▶ **Set problem**:
Quote every one of the records below word for word, keeping them in the same order.

----------

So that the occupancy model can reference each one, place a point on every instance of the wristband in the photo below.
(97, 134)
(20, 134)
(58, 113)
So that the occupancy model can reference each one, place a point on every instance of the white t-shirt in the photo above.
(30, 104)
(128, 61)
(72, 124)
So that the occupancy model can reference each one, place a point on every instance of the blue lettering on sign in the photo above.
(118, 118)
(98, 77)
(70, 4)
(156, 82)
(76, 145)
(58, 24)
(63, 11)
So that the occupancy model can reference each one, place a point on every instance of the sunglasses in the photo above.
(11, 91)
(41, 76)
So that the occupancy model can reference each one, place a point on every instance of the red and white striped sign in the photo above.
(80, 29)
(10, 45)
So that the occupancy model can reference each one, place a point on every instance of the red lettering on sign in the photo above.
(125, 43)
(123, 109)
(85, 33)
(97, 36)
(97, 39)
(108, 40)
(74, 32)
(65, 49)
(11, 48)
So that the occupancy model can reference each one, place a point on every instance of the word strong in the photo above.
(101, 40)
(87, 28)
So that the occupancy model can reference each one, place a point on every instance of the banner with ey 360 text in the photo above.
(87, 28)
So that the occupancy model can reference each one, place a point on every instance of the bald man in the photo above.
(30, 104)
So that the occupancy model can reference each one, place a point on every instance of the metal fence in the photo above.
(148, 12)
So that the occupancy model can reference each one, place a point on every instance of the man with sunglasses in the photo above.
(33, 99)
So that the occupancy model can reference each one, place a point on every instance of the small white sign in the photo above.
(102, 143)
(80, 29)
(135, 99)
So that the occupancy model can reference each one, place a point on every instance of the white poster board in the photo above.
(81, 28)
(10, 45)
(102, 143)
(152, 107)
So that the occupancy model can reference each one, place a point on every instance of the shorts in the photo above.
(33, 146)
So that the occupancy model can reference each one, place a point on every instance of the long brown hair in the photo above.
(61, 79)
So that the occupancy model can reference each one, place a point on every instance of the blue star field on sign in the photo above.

----------

▶ **Exercise output**:
So that the occupancy model can reference each one, place a point on every instance of the wristband in the photo below.
(97, 134)
(20, 134)
(58, 113)
So that the occupancy model can reference each one, place a point on every instance of the white t-shirt in the photo above.
(30, 104)
(128, 61)
(72, 124)
So that the occupancy model can reference each one, place a point on every instance of the blue lettering on sign in the photo above.
(118, 118)
(98, 77)
(70, 4)
(156, 82)
(76, 145)
(58, 24)
(63, 11)
So that the occupancy model can reference each one, place a point on every instance of the sunglasses in the photo above.
(11, 91)
(41, 76)
So that the occupancy model can reference each one, place a point on every instance of the red and white striped sign in the photo above.
(80, 29)
(10, 45)
So that the occupancy model can reference each one, place a point on every instance of the red lettering on sign in the photo above.
(125, 43)
(123, 109)
(85, 33)
(97, 36)
(97, 39)
(108, 40)
(74, 32)
(65, 49)
(11, 48)
So that the occupancy model can reference each one, place a point on every instance of the word strong in the photo above.
(101, 40)
(87, 28)
So that the occupancy model can reference each one, place a point on every instance of the banner with ey 360 text in the photo above.
(87, 28)
So that the occupancy model can reference each one, place a point on every instance of the bald man in the photo above.
(30, 104)
So that the occupancy model can reference each one, place a point on every instance of the metal fence in the photo above.
(148, 12)
So that the occupancy model can reference each one, place a point on every instance of the man with sunglasses in the photo above.
(33, 99)
So that the occupancy model can reference each one, place a point on every instance of the small white sign in the photo above.
(102, 143)
(80, 29)
(135, 99)
So that the occupancy model can reference each one, place a point on every instance of the white poster board in the photo above.
(81, 28)
(10, 45)
(102, 143)
(152, 107)
So that the occupancy model can reference each one, place a point on every instance of the shorts in the photo above.
(33, 146)
So that the occupancy model can reference each one, place a point on every instance of the long brown hair in the photo above.
(61, 79)
So that the occupancy model can reference each one, place a point on every instance of the blue star field on sign in the photo above.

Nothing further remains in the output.